• TAREFA PROPOSTA:
Imprima, por favor, sem nenhuma alteração o trecho da notícia sobre as figurinhas criadas por IA no WhatsApp, começando em "O WhatsApp lançou" e seguindo até "para serem utilizadas.".

• TRECHO SELECIONADO:
—————

O WhatsApp lançou uma nova função, no início deste mês, que permite que o usuário crie figurinhas por meio de Inteligência Artificial (IA). Para usar o recurso, basta digitar o que você gostaria que tivesse na imagem desejada, e o aplicativo oferecerá algumas opções para serem utilizadas.
Apesar da novidade parecer interessante, as imagens criadas muitas vezes reproduzem estereótipos racistas, conforme testes feitos pela Itatiaia. Quando o usuário escreve, por exemplo, apenas o nome “João Silva”, a IA do WhatsApp cria figurinhas com personagens brancos. Entre as quatro imagens criadas, três são de homens adultos, brancos e com cabelos lisos, e apenas uma é de uma criança.
Porém, quando se coloca o nome “João Silva”, seguido de “segurando fuzil” ou “segurando arma”, a IA cria um personagem negro e, na maioria das vezes, criança. Esse padrão se repetiu com outros nomes testados pela reportagem. Veja o exemplo abaixo.

—————

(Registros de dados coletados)
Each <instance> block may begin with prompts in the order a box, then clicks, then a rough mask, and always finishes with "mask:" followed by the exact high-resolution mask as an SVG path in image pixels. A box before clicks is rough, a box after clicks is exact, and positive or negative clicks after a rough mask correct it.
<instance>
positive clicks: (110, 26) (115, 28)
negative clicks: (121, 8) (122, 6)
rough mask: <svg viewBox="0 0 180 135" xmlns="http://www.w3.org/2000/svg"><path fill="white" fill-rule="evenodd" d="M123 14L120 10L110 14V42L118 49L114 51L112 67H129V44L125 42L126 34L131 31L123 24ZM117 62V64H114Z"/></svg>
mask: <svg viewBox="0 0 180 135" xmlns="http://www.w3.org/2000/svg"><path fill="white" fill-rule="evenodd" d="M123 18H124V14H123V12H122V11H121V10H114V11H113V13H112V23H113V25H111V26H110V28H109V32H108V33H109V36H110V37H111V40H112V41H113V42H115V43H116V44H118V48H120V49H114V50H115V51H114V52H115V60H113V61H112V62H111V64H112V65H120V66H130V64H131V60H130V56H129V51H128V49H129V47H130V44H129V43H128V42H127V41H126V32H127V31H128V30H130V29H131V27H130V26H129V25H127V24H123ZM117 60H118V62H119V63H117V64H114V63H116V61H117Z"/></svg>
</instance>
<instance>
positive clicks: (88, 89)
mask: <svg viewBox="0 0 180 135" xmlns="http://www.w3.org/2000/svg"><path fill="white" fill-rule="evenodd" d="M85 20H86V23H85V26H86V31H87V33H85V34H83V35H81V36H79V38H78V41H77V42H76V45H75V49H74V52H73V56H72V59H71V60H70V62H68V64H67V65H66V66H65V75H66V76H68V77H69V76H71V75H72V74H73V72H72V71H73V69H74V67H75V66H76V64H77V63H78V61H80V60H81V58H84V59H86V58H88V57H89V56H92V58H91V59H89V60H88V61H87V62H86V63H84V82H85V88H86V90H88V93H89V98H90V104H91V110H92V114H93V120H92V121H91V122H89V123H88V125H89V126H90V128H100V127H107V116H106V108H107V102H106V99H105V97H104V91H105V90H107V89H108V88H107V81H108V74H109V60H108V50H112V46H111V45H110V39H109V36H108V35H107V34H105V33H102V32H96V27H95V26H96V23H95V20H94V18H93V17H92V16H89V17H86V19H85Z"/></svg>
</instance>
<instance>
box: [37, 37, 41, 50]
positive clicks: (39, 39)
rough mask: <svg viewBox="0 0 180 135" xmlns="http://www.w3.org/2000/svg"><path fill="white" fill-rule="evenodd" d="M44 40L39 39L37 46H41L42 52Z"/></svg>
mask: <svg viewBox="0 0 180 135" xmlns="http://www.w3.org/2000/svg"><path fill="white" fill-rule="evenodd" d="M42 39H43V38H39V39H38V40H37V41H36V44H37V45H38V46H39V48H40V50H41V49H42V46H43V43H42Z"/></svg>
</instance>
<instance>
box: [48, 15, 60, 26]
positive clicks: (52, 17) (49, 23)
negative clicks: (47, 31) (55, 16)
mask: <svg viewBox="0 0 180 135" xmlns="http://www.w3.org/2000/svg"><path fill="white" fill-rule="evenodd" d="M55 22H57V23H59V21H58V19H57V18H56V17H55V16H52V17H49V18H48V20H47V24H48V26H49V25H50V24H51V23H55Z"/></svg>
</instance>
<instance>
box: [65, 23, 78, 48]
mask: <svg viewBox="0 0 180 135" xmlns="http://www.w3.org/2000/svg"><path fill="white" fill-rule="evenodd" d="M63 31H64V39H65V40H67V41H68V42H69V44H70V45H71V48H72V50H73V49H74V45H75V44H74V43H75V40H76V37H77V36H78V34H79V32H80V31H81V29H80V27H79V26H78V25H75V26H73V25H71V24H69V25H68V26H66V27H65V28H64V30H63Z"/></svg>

—————

• RESPOSTA ESPERADA:
O WhatsApp lançou uma nova função, no início deste mês, que permite que o usuário crie figurinhas por meio de Inteligência Artificial (IA). Para usar o recurso, basta digitar o que você gostaria que tivesse na imagem desejada, e o aplicativo oferecerá algumas opções para serem utilizadas.